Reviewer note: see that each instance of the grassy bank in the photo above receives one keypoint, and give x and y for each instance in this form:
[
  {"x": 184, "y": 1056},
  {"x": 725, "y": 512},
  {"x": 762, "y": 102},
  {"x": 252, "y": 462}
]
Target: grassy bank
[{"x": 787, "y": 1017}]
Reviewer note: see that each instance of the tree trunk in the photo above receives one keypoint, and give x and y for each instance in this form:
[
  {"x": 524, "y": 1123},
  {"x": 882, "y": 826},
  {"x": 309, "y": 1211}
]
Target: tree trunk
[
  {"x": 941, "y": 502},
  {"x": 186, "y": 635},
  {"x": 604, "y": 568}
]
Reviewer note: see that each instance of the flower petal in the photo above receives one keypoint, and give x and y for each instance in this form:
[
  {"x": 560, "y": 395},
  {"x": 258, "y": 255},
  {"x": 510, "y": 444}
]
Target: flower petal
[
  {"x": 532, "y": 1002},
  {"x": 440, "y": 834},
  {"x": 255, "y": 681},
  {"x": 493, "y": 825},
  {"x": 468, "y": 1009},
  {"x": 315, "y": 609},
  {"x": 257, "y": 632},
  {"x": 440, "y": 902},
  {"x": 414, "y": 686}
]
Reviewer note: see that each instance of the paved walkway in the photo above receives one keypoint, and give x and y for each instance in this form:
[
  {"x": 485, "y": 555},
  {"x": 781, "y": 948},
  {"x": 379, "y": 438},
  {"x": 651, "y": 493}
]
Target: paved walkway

* * *

> _Problem description_: Print all of the data above again without changing a single character.

> _Exercise output_:
Reviewer note: see that each instance of the grassy bank in the photo above receives one keypoint, and give x and y for each instance in this form:
[
  {"x": 184, "y": 1056},
  {"x": 725, "y": 512},
  {"x": 762, "y": 102},
  {"x": 252, "y": 462}
]
Target: grassy bank
[{"x": 787, "y": 1017}]
Reviewer note: see that each instance of the tree trunk in the photo above receives one keypoint, and give x and y for each instance in this form:
[
  {"x": 524, "y": 1123},
  {"x": 882, "y": 826},
  {"x": 309, "y": 1211}
]
Target: tree trunk
[
  {"x": 941, "y": 502},
  {"x": 186, "y": 635},
  {"x": 604, "y": 568}
]
Reviewer note: see that each instance of the flower petal in the photo above receives one keypoint, and give x and y for each instance in this form:
[
  {"x": 560, "y": 395},
  {"x": 258, "y": 255},
  {"x": 510, "y": 444}
]
Target: flower petal
[
  {"x": 532, "y": 1002},
  {"x": 440, "y": 834},
  {"x": 255, "y": 681},
  {"x": 493, "y": 825},
  {"x": 468, "y": 1009},
  {"x": 315, "y": 609},
  {"x": 257, "y": 632},
  {"x": 440, "y": 902},
  {"x": 414, "y": 686}
]
Reviewer note: see that each instance of the paved walkway in the photo above receives one keypoint, and give x and y for each instance in this form:
[
  {"x": 485, "y": 555},
  {"x": 781, "y": 948},
  {"x": 379, "y": 438},
  {"x": 651, "y": 493}
]
Target: paved walkway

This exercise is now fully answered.